* Start Provided material *
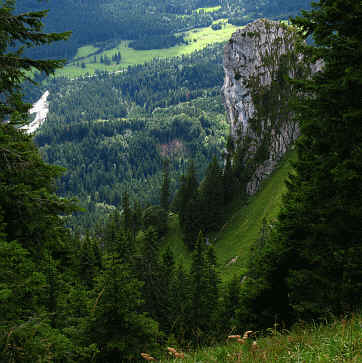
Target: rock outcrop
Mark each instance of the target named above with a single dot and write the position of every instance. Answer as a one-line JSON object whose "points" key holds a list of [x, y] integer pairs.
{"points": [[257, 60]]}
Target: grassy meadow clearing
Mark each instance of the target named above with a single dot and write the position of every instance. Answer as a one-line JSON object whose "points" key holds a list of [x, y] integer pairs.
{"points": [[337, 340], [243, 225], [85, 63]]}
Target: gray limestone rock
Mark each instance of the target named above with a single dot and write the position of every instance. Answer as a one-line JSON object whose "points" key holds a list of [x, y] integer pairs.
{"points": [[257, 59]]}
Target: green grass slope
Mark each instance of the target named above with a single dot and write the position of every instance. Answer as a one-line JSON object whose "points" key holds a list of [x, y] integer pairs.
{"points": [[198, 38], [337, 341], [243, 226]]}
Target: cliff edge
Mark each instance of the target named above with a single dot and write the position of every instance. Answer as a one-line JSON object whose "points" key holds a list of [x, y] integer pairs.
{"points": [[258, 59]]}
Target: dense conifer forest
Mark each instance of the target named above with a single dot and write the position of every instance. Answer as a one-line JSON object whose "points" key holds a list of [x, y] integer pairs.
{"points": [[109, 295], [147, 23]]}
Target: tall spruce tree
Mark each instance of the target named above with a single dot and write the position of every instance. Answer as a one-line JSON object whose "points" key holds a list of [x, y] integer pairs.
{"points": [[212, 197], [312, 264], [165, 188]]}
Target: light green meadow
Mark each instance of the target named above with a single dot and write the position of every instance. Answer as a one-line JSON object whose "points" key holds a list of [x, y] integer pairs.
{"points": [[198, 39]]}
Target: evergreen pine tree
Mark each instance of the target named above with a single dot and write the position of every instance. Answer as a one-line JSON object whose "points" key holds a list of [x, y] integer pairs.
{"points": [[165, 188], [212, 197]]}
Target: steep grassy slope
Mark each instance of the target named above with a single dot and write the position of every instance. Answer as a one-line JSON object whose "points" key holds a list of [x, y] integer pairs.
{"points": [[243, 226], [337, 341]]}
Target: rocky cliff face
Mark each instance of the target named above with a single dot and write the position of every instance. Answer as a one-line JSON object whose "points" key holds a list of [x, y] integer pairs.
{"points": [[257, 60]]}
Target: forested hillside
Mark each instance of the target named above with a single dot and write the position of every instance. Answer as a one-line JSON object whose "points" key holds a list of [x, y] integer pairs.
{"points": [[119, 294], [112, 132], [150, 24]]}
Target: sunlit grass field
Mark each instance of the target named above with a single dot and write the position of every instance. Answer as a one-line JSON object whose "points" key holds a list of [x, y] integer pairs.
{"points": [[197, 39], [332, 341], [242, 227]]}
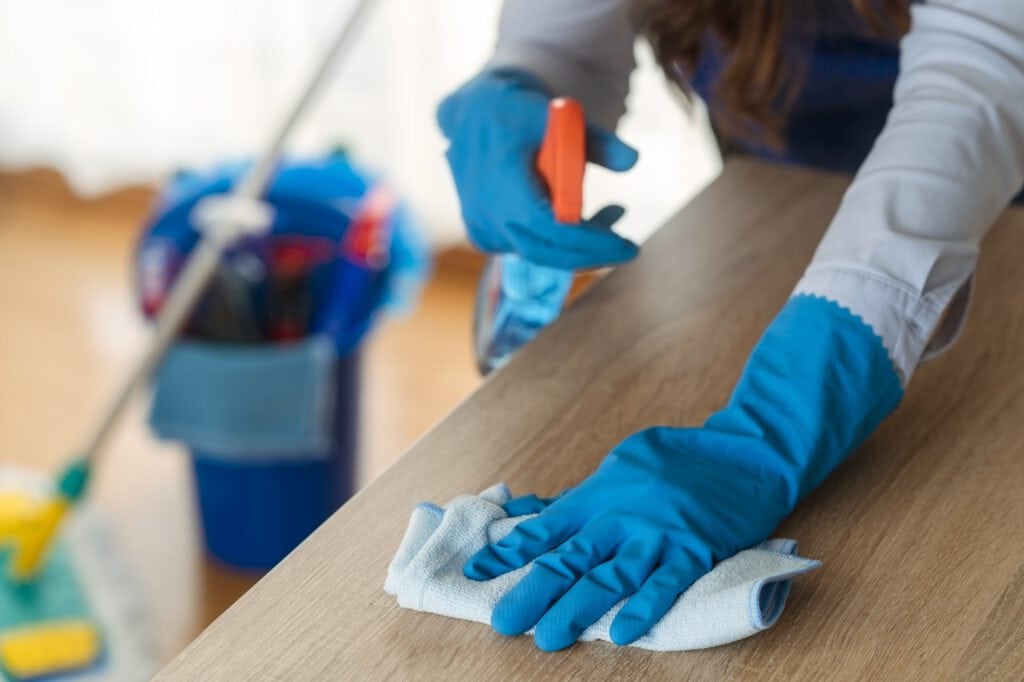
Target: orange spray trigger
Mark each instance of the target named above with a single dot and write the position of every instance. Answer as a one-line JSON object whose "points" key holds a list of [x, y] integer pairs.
* End Provided material *
* Start Provided material *
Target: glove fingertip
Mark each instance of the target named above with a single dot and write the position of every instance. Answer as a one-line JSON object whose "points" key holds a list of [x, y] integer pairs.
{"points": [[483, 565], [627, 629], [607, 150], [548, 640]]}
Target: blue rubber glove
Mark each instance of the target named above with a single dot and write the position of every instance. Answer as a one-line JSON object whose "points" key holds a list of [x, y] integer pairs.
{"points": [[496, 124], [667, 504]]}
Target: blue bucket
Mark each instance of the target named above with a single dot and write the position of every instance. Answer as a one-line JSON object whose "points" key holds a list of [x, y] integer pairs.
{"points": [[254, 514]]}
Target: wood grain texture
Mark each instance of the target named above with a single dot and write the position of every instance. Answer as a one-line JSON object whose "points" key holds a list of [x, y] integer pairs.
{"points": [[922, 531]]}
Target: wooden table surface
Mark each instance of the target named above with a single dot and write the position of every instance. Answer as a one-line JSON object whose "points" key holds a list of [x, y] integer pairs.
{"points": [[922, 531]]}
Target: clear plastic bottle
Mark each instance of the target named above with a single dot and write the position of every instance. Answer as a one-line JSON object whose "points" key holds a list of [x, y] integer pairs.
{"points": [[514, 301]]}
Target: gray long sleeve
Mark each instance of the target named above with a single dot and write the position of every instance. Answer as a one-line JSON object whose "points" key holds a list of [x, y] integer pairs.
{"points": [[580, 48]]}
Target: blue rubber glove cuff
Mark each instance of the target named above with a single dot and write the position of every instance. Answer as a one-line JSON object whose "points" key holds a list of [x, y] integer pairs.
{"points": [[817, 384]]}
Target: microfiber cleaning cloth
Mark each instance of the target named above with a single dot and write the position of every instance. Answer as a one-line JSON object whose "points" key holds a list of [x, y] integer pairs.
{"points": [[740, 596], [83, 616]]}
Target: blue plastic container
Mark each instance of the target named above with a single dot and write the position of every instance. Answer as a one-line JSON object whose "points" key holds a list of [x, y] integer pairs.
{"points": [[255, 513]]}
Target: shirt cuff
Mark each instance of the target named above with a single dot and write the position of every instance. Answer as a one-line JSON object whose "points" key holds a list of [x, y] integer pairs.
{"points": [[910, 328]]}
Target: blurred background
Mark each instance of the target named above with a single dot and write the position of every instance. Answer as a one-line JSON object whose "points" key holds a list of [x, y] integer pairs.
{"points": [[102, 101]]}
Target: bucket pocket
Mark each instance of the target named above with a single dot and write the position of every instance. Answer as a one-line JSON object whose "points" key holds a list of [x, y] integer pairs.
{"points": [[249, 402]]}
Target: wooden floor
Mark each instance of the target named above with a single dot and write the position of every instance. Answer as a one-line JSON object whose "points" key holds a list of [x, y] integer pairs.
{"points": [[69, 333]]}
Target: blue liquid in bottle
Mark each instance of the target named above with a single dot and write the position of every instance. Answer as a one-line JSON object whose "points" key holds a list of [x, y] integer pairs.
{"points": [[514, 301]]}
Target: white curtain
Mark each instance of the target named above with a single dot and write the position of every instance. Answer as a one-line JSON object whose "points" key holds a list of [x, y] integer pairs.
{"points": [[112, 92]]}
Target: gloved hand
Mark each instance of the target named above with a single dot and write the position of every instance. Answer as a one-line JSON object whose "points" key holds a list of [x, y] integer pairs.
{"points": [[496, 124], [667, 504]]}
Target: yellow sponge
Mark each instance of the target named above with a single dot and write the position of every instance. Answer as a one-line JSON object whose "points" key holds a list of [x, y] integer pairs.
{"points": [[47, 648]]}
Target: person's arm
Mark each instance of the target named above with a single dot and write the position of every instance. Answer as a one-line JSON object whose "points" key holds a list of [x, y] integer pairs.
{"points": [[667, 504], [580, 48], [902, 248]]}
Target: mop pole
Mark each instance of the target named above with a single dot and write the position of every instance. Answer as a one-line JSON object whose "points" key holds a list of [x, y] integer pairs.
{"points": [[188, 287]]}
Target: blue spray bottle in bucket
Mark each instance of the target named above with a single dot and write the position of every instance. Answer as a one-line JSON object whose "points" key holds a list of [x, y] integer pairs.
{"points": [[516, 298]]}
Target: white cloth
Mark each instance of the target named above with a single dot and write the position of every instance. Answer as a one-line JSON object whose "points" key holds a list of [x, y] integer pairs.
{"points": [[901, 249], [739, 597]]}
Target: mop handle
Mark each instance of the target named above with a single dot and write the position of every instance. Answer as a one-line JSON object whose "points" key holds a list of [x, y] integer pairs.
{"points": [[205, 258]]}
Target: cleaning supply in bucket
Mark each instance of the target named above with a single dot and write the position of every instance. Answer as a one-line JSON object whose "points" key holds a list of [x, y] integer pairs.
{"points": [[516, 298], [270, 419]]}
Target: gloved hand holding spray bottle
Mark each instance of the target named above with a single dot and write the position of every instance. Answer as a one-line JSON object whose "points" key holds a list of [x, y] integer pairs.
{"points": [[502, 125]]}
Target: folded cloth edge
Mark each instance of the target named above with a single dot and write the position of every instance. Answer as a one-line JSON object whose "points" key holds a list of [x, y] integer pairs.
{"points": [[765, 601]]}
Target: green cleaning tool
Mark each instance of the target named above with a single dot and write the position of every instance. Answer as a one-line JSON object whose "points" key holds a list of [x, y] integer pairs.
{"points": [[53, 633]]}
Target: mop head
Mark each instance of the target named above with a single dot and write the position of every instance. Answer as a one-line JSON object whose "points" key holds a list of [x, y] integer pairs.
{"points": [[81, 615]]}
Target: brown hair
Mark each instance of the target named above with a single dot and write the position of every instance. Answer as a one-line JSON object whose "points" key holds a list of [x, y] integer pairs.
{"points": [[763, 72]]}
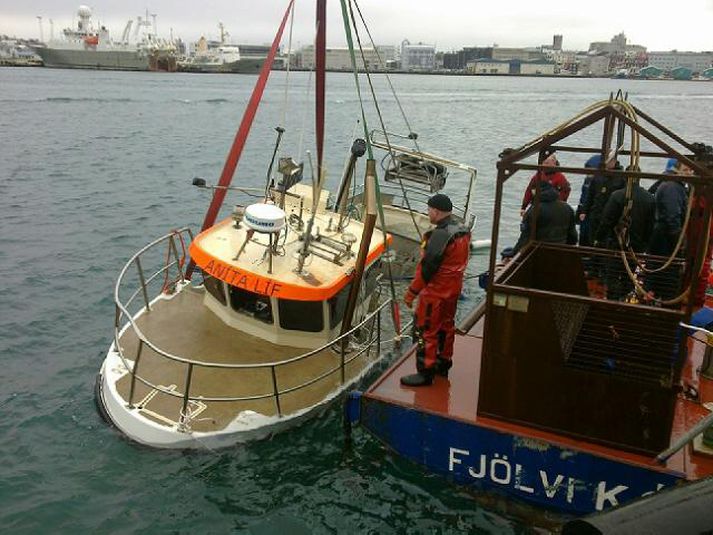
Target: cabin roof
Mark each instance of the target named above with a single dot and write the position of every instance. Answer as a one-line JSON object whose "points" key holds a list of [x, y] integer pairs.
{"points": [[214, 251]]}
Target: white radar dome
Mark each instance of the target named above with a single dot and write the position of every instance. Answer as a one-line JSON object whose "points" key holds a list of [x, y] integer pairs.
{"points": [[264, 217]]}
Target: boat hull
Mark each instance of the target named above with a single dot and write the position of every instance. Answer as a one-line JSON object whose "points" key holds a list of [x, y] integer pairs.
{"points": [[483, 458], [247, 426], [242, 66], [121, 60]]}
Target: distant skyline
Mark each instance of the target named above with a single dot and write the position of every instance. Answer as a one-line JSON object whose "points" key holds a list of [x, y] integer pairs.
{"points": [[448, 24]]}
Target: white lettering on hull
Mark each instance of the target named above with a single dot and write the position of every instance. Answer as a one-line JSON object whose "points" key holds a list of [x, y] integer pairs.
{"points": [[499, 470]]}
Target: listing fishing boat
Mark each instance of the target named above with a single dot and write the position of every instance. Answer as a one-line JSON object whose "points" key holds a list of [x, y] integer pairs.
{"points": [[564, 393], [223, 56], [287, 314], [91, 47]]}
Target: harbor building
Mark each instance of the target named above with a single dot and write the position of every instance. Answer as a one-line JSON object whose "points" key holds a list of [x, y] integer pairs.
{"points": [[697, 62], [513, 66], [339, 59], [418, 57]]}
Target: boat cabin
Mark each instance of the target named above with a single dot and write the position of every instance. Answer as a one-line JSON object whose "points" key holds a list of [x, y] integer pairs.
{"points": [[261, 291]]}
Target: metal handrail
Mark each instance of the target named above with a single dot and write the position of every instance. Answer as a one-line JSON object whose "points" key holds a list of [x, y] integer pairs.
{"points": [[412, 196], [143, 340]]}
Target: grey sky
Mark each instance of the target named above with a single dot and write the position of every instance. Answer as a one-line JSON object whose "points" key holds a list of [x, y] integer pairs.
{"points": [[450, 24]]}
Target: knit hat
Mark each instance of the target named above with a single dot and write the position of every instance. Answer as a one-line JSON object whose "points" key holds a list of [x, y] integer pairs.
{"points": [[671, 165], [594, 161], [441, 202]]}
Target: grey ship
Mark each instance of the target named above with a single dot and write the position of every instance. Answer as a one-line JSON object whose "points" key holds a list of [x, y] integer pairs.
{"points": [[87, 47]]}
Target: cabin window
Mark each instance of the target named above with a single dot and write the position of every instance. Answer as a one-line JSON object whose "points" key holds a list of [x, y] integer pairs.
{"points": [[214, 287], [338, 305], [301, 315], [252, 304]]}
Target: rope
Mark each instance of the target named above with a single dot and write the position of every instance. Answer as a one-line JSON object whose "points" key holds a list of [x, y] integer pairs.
* End Provided material *
* Start Provided material *
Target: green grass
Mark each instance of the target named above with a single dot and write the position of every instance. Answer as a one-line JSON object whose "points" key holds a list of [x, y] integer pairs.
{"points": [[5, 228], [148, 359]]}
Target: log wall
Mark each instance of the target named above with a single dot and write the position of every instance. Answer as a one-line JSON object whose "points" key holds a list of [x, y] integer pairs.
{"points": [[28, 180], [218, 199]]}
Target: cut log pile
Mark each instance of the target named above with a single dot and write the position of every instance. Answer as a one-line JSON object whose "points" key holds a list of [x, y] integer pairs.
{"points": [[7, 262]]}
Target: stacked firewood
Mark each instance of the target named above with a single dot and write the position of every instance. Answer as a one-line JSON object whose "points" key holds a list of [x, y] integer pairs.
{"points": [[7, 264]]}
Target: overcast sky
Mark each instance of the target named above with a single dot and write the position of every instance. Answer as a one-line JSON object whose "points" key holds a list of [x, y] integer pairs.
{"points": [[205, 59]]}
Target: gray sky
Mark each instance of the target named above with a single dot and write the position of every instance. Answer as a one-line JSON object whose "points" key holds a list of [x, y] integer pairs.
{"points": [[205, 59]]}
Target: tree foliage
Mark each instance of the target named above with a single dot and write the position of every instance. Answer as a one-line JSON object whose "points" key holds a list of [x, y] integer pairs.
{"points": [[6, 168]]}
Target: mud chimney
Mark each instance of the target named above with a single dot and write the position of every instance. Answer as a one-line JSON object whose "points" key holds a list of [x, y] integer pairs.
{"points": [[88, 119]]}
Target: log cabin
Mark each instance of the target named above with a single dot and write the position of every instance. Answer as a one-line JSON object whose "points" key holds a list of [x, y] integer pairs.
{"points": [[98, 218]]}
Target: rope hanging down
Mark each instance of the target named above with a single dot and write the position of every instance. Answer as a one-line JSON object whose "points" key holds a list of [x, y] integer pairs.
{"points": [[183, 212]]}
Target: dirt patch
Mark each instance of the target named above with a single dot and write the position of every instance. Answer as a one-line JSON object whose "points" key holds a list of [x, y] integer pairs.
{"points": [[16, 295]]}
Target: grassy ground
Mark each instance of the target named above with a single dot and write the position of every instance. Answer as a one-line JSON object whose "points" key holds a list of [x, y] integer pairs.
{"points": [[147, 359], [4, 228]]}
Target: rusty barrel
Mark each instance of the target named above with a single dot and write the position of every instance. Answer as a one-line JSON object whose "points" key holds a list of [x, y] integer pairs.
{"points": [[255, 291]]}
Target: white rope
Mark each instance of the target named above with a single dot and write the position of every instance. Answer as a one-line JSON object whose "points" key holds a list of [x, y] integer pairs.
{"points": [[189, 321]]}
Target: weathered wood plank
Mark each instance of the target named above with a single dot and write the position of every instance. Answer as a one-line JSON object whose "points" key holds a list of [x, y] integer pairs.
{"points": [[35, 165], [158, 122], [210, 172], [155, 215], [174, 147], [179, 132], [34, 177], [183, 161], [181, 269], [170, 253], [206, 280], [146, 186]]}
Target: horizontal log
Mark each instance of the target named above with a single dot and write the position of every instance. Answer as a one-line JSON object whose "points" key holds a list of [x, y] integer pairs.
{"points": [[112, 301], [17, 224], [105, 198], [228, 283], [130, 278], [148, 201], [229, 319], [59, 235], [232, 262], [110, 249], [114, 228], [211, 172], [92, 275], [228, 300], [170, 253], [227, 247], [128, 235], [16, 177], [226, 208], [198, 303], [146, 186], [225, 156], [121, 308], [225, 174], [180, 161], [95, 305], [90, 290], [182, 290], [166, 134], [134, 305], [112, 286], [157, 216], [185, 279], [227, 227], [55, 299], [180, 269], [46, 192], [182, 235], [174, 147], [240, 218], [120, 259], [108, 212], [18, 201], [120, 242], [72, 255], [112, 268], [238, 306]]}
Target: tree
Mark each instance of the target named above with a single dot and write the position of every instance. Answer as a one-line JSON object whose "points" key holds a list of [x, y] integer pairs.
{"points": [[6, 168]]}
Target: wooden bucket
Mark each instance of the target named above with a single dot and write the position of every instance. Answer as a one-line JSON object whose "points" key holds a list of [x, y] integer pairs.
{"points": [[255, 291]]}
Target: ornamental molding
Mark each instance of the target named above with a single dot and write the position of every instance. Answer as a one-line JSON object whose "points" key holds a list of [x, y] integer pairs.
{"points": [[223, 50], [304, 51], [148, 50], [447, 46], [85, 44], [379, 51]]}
* End Provided material *
Required task. Show every line of the records above that contains the word "white", copying each line in full. Case counts.

Result of this task.
Target: white curtain
Target: white cloth
Target: white radar dome
Target: white lettering on hull
Target: white rope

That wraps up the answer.